━━━ RAW RECORDS ━━━

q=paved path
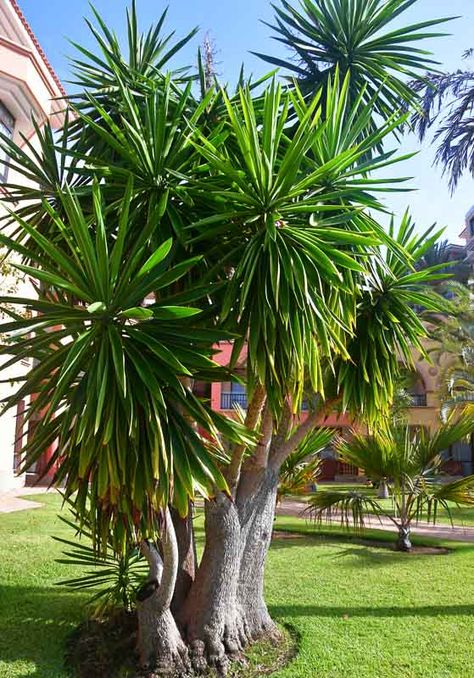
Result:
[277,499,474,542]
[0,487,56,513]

━━━
━━━ RAW RECORDS ━━━

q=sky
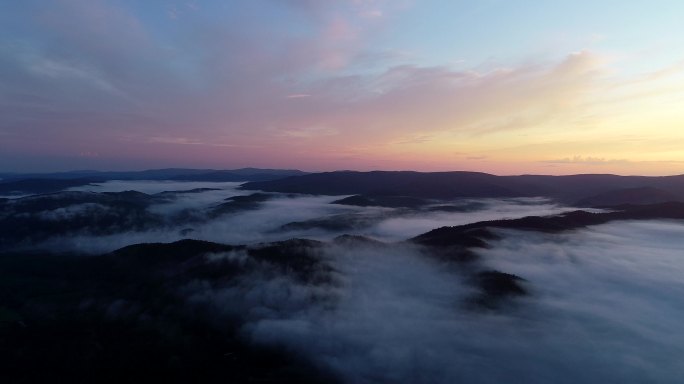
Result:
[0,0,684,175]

━━━
━━━ RAW RECORDS ━━━

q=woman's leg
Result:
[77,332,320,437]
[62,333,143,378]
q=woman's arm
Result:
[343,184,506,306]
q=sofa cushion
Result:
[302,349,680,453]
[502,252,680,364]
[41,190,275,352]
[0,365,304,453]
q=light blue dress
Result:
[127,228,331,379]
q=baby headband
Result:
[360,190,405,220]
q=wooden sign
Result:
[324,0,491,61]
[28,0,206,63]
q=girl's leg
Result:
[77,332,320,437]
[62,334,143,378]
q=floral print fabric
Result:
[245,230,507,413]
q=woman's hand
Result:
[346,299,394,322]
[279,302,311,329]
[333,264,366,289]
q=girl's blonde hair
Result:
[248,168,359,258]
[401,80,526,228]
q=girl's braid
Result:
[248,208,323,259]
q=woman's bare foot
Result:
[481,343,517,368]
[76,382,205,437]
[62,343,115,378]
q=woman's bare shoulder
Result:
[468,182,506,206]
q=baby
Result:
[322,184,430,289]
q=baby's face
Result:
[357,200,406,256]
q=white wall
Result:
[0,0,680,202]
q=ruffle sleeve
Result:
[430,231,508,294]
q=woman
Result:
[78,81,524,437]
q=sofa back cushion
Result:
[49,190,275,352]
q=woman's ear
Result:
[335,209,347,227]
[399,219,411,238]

━━━

REQUIREMENT: Rewrite the rows from the line with "q=ruffle sleeve" up to and including the line with "[399,219,411,238]", keeping the requests. Multiply every bounding-box coordinate in the results by 0.55 and round to whole numbers, with halves rounded up.

TASK ANSWER:
q=ruffle sleeve
Result:
[237,127,279,162]
q=woman
Result:
[43,45,288,240]
q=sofa back cushion
Result:
[27,105,151,194]
q=woman's ear
Result:
[184,115,191,125]
[219,120,226,131]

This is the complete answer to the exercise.